*Exercise a*.
Count the lines in the records that contain the string "Target". Case counts. Give only the number.

Else, talks of diversity will remain meaningless
Emma Espiner
As a country right now, we are seeking to promote ‘diverse’ voices.
This is great. It also presents us with an opportunity to be explicit about what that means.
A few weeks back, I moderated a panel discussion where all the panellists were also Māori.
This is only the second time ever that I have been on a panel with another Māori person.
Typically, in my experience, there is one spot for a non-Pākehā panellist.
You might be Māori, Pacific, Asian (any kind of Asian will do), Middle Eastern, but there is only room for one of you.
Asian response
I recall a festival organiser being affronted when I made a comment about the lack of diversity on a panel in which I took part.
She said to me “We tried to find an Asian but nobody got back to us.”
A friend chaired a panel for a large institution last year and had to explain to them (at great length before they were convinced) why an all-male, all-Pākehā panel for a discussion on the state of the modern media might be poorly received.
I attended a forum recently where a panellist kept running ‘Māori and Pacific’ together as a single word and then randomly throwing in references to South Auckland to demonstrate, I assume, some sort of authentic connection to brown people.
The contact books of those who decide who gets to speak are so thin.
Our forums are so stingy in their allocation of space. We are so far from giving a truly representative voice to New Zealand.
Worrying issues
I’m worried now that in the scramble to demonstrate visible action on diversity, shortcuts will be taken.
I am worried that what will eventuate is more airtime than ever for the handful of people who are in the contact books, and a limitation of the debate to those people’s perspectives alone.

*Data entries*.
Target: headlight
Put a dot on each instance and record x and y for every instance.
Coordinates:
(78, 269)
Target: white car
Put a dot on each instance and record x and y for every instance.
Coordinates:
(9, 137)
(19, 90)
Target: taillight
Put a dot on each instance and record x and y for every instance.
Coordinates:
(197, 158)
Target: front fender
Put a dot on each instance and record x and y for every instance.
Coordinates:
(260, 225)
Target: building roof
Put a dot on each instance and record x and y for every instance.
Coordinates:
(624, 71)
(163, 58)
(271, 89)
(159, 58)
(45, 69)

==

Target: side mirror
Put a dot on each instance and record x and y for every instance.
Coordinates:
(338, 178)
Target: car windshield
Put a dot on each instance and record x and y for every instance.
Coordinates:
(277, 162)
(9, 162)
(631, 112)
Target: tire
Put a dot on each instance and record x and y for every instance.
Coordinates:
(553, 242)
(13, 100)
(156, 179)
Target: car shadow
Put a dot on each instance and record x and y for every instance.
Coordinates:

* * *

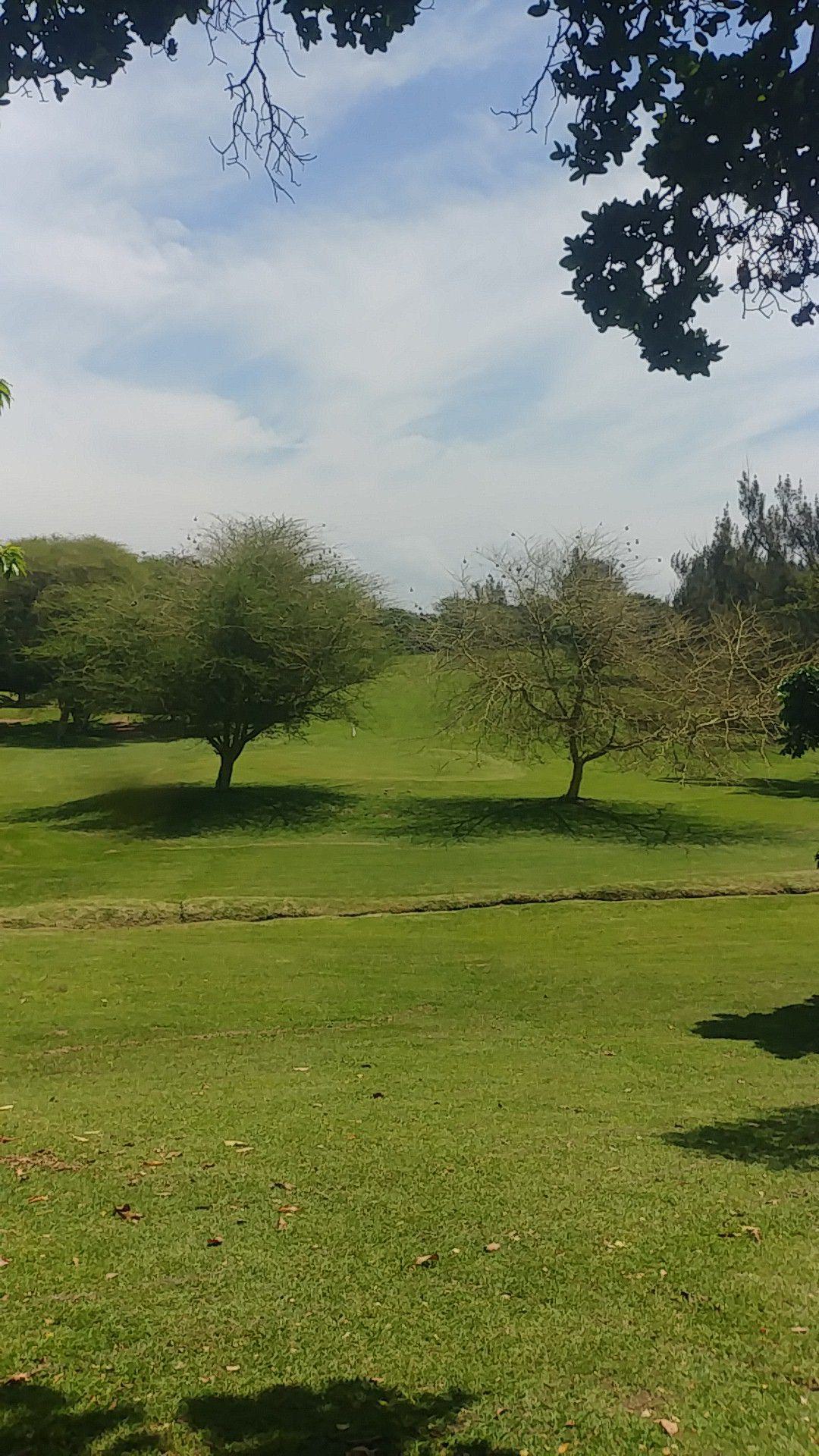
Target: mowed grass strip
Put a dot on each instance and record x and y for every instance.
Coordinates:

*Exercise b*.
Continue the opinion piece on diversity in panel discussions from the point where it stops.

*Response a*.
10

*Response b*.
I am worried that no change will occur in the places where it counts – among the ranks of funders, decision and policy makers. In 1986 for Metro magazine, writing in the wake of the awakening of New Zealand to race issues following the Springbok tour, Bruce Jesson said “The trick is to make the minimum adjustment possible, while talking of a bi- or multi-cultural society.”
The massacre aftermath
I mention Jesson for a reason. After the white supremacist terror attack on the Muslim community of Christchurch I sought – not comfort – but the solidness of our experienced thinkers when there was little to be found in the screeds of digital column inches.
All the hand-wringing from people who had no idea there was racism here frustrated me. As did – to be honest – some of the pontificating from people who seemed a little too triumphant to have been vindicated in such a horrible way.
I wanted to be reminded of the whakapapa of racism and the struggle for our national identity. Everything has a lineage and sometimes our most ardent contemporary opinionators seem so convinced of their own importance in the debate that they seem unable to countenance that anything existed before them nor that they should ever be criticised. That their opinion is inviolate and original.
Unimaginable criticism
Those that went before us stood up to unimaginable criticism. Livelihoods have been lost in the quest to tell the truth, violence threatened and reputations systematically destroyed in tangible and lasting ways.
The rise of opinion columnists (this one included) has been a great way to explore perspectives and test ideas, but we shouldn’t believe this makes us impervious to being wrong nor protected from being challenged.
I believe we should demand diversity of perspective and depth of critical thought.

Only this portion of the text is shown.